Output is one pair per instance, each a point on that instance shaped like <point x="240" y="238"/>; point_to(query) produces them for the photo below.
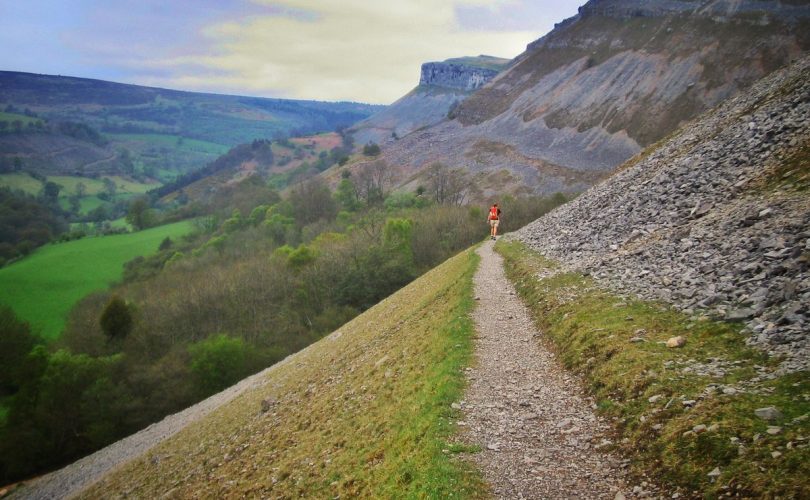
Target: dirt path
<point x="537" y="433"/>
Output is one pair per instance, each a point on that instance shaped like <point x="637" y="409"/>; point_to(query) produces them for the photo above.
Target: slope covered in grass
<point x="364" y="412"/>
<point x="685" y="415"/>
<point x="44" y="286"/>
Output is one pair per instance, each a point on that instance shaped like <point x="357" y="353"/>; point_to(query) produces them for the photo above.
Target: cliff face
<point x="715" y="220"/>
<point x="442" y="85"/>
<point x="455" y="76"/>
<point x="602" y="85"/>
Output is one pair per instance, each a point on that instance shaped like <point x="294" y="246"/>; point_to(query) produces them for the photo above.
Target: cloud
<point x="357" y="50"/>
<point x="349" y="50"/>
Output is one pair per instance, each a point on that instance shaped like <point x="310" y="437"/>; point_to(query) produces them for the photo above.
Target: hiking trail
<point x="539" y="436"/>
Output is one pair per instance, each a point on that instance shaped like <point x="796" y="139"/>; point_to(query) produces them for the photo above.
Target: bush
<point x="218" y="362"/>
<point x="116" y="320"/>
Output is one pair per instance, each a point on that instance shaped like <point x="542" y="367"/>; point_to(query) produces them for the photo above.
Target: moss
<point x="589" y="329"/>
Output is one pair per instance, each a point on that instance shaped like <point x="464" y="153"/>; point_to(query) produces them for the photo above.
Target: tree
<point x="218" y="362"/>
<point x="311" y="201"/>
<point x="50" y="192"/>
<point x="116" y="320"/>
<point x="139" y="213"/>
<point x="448" y="187"/>
<point x="16" y="342"/>
<point x="373" y="181"/>
<point x="371" y="149"/>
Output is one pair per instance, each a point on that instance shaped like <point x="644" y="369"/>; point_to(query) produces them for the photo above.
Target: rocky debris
<point x="678" y="341"/>
<point x="539" y="435"/>
<point x="691" y="223"/>
<point x="769" y="413"/>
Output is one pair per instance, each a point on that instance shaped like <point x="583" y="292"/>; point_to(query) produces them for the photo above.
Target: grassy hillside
<point x="44" y="286"/>
<point x="684" y="414"/>
<point x="364" y="413"/>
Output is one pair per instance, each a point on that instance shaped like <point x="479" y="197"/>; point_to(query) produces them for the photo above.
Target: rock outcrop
<point x="442" y="86"/>
<point x="715" y="221"/>
<point x="458" y="74"/>
<point x="601" y="86"/>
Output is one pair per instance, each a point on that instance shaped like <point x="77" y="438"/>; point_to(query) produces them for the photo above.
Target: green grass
<point x="366" y="414"/>
<point x="23" y="182"/>
<point x="44" y="286"/>
<point x="590" y="331"/>
<point x="174" y="141"/>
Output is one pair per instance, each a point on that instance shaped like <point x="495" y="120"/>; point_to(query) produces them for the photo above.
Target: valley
<point x="226" y="296"/>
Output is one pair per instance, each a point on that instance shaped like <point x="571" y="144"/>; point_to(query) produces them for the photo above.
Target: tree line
<point x="248" y="288"/>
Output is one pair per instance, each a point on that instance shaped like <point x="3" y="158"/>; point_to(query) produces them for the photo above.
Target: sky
<point x="330" y="50"/>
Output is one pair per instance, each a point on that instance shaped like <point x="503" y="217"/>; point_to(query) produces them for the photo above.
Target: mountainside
<point x="442" y="85"/>
<point x="164" y="131"/>
<point x="715" y="220"/>
<point x="602" y="85"/>
<point x="361" y="413"/>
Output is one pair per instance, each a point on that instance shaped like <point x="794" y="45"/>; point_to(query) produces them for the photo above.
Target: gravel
<point x="538" y="434"/>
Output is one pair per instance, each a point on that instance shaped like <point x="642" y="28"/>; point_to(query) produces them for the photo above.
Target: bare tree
<point x="373" y="182"/>
<point x="449" y="187"/>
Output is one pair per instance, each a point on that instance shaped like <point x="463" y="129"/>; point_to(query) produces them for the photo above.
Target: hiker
<point x="492" y="218"/>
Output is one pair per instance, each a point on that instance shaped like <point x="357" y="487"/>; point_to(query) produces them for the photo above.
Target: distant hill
<point x="603" y="84"/>
<point x="164" y="131"/>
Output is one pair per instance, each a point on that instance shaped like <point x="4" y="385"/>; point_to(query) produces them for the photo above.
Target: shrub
<point x="217" y="362"/>
<point x="116" y="320"/>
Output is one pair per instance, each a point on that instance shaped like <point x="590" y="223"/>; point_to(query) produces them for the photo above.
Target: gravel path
<point x="538" y="435"/>
<point x="72" y="479"/>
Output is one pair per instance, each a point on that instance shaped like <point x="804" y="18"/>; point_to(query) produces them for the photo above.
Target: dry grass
<point x="590" y="330"/>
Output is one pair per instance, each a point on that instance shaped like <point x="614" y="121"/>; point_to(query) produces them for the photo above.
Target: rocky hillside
<point x="606" y="83"/>
<point x="714" y="219"/>
<point x="442" y="85"/>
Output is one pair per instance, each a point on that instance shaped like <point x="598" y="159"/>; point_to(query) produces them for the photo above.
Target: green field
<point x="175" y="141"/>
<point x="10" y="117"/>
<point x="43" y="287"/>
<point x="22" y="182"/>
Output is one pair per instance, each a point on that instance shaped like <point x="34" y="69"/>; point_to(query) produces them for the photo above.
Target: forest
<point x="262" y="276"/>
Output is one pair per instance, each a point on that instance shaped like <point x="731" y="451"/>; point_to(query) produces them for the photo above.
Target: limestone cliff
<point x="442" y="85"/>
<point x="618" y="76"/>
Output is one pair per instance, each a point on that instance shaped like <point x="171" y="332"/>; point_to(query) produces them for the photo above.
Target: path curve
<point x="537" y="433"/>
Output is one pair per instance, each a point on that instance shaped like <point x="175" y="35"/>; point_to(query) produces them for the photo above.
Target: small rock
<point x="768" y="413"/>
<point x="678" y="341"/>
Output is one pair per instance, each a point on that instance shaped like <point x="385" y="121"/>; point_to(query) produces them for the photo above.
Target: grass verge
<point x="43" y="287"/>
<point x="365" y="412"/>
<point x="660" y="398"/>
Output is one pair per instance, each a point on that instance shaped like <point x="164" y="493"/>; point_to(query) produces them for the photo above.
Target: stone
<point x="656" y="398"/>
<point x="768" y="413"/>
<point x="740" y="314"/>
<point x="678" y="341"/>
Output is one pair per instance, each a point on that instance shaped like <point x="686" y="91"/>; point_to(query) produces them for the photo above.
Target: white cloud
<point x="336" y="50"/>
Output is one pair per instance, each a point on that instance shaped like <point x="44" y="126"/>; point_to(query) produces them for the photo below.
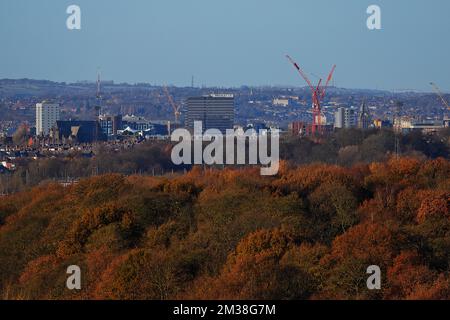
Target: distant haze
<point x="228" y="43"/>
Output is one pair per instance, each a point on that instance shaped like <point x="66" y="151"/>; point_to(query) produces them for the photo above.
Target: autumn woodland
<point x="308" y="233"/>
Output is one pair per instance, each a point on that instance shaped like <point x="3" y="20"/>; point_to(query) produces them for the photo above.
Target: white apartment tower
<point x="46" y="116"/>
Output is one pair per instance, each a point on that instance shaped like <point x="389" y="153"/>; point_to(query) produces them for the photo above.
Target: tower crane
<point x="317" y="93"/>
<point x="441" y="96"/>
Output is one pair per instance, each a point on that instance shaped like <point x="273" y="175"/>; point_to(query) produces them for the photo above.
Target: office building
<point x="110" y="124"/>
<point x="345" y="118"/>
<point x="78" y="131"/>
<point x="46" y="116"/>
<point x="364" y="120"/>
<point x="215" y="111"/>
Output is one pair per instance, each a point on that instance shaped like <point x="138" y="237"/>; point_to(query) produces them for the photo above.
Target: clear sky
<point x="228" y="42"/>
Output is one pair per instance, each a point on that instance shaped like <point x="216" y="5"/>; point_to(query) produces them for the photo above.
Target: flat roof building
<point x="46" y="116"/>
<point x="215" y="111"/>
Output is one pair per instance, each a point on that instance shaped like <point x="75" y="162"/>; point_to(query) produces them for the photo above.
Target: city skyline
<point x="228" y="44"/>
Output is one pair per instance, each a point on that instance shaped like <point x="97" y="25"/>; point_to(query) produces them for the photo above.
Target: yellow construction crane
<point x="176" y="109"/>
<point x="439" y="93"/>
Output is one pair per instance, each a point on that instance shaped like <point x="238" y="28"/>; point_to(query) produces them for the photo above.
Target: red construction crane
<point x="317" y="93"/>
<point x="176" y="109"/>
<point x="439" y="93"/>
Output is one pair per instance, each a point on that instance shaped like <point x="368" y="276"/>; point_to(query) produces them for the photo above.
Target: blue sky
<point x="228" y="42"/>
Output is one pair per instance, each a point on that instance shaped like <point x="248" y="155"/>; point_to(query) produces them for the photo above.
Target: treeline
<point x="308" y="233"/>
<point x="151" y="158"/>
<point x="344" y="147"/>
<point x="350" y="146"/>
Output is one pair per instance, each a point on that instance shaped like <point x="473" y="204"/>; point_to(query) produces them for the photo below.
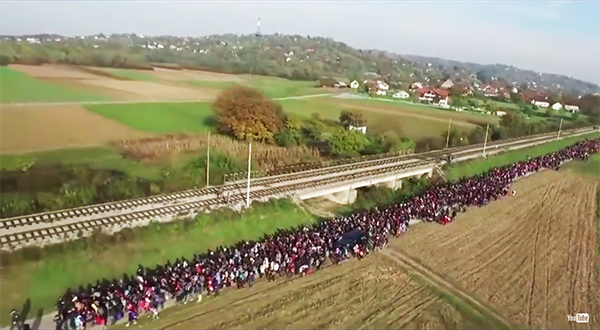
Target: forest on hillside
<point x="289" y="56"/>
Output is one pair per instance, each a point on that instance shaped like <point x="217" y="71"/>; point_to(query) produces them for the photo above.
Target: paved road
<point x="6" y="106"/>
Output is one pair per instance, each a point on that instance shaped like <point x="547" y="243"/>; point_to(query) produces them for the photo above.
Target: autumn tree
<point x="291" y="133"/>
<point x="344" y="142"/>
<point x="248" y="115"/>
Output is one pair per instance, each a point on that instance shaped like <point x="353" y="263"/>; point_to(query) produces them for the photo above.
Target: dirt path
<point x="533" y="257"/>
<point x="440" y="283"/>
<point x="367" y="294"/>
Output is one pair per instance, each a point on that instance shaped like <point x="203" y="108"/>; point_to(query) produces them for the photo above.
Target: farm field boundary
<point x="436" y="281"/>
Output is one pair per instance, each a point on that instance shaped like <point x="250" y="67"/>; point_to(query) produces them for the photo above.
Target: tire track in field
<point x="534" y="259"/>
<point x="437" y="281"/>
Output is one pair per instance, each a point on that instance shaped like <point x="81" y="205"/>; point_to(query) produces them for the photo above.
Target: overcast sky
<point x="549" y="36"/>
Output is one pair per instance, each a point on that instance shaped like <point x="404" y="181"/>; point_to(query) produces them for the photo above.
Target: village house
<point x="468" y="91"/>
<point x="539" y="102"/>
<point x="382" y="86"/>
<point x="572" y="108"/>
<point x="362" y="129"/>
<point x="434" y="95"/>
<point x="489" y="91"/>
<point x="401" y="95"/>
<point x="416" y="86"/>
<point x="447" y="84"/>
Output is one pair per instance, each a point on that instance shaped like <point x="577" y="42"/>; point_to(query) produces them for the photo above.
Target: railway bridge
<point x="337" y="183"/>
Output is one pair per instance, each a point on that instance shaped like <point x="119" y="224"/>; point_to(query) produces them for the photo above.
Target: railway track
<point x="75" y="230"/>
<point x="52" y="226"/>
<point x="148" y="203"/>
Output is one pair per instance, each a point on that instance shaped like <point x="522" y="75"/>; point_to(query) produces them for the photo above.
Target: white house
<point x="382" y="86"/>
<point x="447" y="84"/>
<point x="539" y="103"/>
<point x="362" y="129"/>
<point x="401" y="95"/>
<point x="416" y="85"/>
<point x="489" y="91"/>
<point x="572" y="108"/>
<point x="557" y="106"/>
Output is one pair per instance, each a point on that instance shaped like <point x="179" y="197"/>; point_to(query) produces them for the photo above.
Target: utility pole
<point x="448" y="136"/>
<point x="485" y="142"/>
<point x="559" y="129"/>
<point x="208" y="162"/>
<point x="249" y="169"/>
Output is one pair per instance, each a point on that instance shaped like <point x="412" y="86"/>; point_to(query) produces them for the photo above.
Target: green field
<point x="161" y="118"/>
<point x="270" y="86"/>
<point x="279" y="87"/>
<point x="478" y="166"/>
<point x="425" y="109"/>
<point x="19" y="87"/>
<point x="164" y="118"/>
<point x="43" y="275"/>
<point x="96" y="158"/>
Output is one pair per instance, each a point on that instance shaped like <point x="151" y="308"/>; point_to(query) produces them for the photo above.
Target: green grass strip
<point x="43" y="274"/>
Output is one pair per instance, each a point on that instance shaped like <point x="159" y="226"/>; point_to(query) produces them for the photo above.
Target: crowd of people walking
<point x="290" y="252"/>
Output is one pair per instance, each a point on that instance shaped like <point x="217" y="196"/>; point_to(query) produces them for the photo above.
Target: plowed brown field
<point x="35" y="128"/>
<point x="369" y="294"/>
<point x="533" y="256"/>
<point x="96" y="79"/>
<point x="528" y="260"/>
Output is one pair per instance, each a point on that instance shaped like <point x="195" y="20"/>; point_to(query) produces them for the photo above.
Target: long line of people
<point x="290" y="251"/>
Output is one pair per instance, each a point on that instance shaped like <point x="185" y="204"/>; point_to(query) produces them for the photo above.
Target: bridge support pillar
<point x="395" y="184"/>
<point x="345" y="197"/>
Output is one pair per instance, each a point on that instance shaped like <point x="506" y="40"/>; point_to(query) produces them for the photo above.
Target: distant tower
<point x="258" y="28"/>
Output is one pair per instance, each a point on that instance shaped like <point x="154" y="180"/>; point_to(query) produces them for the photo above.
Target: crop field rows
<point x="15" y="239"/>
<point x="523" y="261"/>
<point x="84" y="228"/>
<point x="207" y="192"/>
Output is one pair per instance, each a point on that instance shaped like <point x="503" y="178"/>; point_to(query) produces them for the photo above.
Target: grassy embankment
<point x="42" y="275"/>
<point x="19" y="87"/>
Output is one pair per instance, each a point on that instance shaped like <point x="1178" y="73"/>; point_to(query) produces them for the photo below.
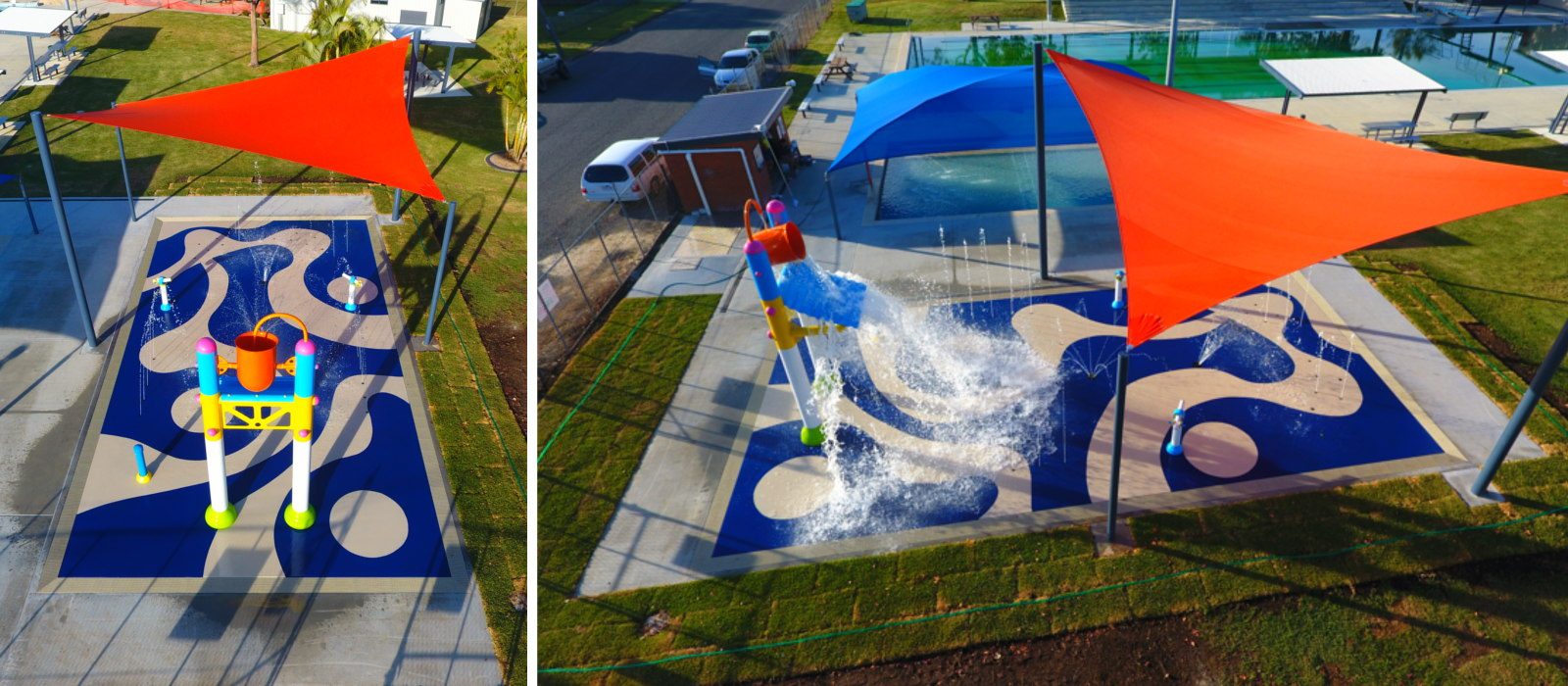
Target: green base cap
<point x="221" y="520"/>
<point x="812" y="436"/>
<point x="298" y="520"/>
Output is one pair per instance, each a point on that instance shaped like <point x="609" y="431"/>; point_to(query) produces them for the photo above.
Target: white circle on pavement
<point x="794" y="487"/>
<point x="1220" y="450"/>
<point x="368" y="523"/>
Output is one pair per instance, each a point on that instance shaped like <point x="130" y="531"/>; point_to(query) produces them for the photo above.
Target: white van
<point x="624" y="172"/>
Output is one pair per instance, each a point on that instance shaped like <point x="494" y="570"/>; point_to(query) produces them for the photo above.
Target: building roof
<point x="31" y="21"/>
<point x="726" y="117"/>
<point x="1348" y="75"/>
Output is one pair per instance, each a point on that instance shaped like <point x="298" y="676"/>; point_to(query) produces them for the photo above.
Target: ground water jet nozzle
<point x="353" y="288"/>
<point x="164" y="295"/>
<point x="1178" y="418"/>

=======

> TASK OBJECTIVE: Gather every line of the material above that contains the word "below", and copy each of those lines out in full.

> OUTPUT OF THE TASK:
Output is one pair per instance, each a point on that instance shaped like <point x="240" y="238"/>; point_to(query) produces them for the photo below.
Output is one pair per instance, each a point on that instance shaped like <point x="44" y="126"/>; point_to(query) produces them for the photo below.
Output is one pair per instance, each a point on that instance shaped like <point x="473" y="204"/>; point_to(query) produces them for the photo below.
Output is one pair per instance, each a point on that instance shaped like <point x="1178" y="73"/>; point_to(query) produces them for the photo below.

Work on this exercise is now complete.